* _THE TASK_
Pick out and copy each line of the material that contains the string "tire", matching its case exactly.

* _SUPPLIED MATERIAL_
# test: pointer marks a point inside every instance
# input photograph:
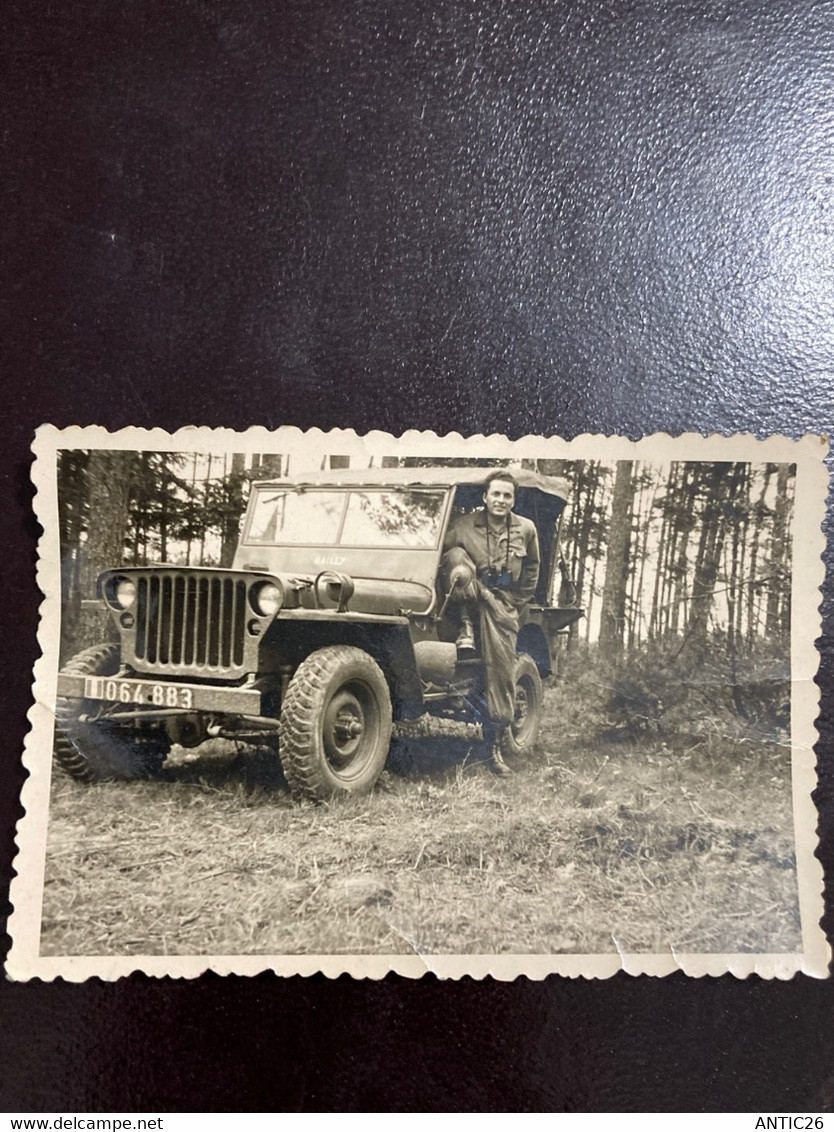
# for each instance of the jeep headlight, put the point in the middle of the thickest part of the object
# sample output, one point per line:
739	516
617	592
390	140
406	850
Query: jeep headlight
266	598
121	592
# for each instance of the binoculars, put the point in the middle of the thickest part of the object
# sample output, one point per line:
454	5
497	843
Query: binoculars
493	580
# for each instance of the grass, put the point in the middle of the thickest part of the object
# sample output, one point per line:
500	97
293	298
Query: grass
675	841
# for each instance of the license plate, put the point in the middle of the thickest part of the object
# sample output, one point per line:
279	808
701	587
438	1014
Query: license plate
138	692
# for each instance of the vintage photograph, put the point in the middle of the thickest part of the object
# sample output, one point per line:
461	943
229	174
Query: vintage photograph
362	704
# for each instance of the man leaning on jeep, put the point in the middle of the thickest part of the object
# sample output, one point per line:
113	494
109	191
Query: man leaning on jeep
503	548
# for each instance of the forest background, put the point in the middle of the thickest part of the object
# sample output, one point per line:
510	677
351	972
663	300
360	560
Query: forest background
686	562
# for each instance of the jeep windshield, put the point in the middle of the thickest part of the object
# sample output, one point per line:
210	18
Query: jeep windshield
370	517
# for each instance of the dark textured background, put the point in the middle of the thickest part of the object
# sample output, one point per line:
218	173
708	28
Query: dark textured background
461	214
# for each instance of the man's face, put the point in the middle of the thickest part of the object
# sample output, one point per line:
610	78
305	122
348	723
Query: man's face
499	498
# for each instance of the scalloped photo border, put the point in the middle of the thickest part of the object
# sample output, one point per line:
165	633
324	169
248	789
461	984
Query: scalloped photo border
811	487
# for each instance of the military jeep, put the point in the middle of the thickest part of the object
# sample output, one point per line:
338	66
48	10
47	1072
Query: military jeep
334	627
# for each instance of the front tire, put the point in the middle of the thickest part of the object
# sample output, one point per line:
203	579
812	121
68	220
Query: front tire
519	738
97	752
335	723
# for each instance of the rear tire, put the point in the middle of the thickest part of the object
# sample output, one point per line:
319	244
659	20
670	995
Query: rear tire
335	723
519	738
97	752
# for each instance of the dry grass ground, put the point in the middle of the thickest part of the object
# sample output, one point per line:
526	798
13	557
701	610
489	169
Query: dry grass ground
591	846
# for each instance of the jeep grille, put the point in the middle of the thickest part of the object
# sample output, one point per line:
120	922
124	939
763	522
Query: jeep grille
190	620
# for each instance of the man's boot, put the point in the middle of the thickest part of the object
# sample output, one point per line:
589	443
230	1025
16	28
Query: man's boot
465	643
496	761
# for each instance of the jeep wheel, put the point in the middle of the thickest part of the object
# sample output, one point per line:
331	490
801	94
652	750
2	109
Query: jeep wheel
95	752
522	734
335	723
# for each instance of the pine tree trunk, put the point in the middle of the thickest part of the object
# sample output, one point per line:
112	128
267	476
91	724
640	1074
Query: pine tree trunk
711	547
233	508
777	616
108	482
612	623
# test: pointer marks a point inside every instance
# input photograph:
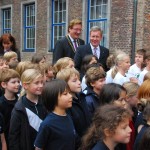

* _SOLUTION FOR THIS TASK_
# for each instance of the front tire, put the point in the middle of the thickest part of the object
Query: front tire
# for each instance of the rear tire, put the point in the middle of the thickest part of the object
Query: rear tire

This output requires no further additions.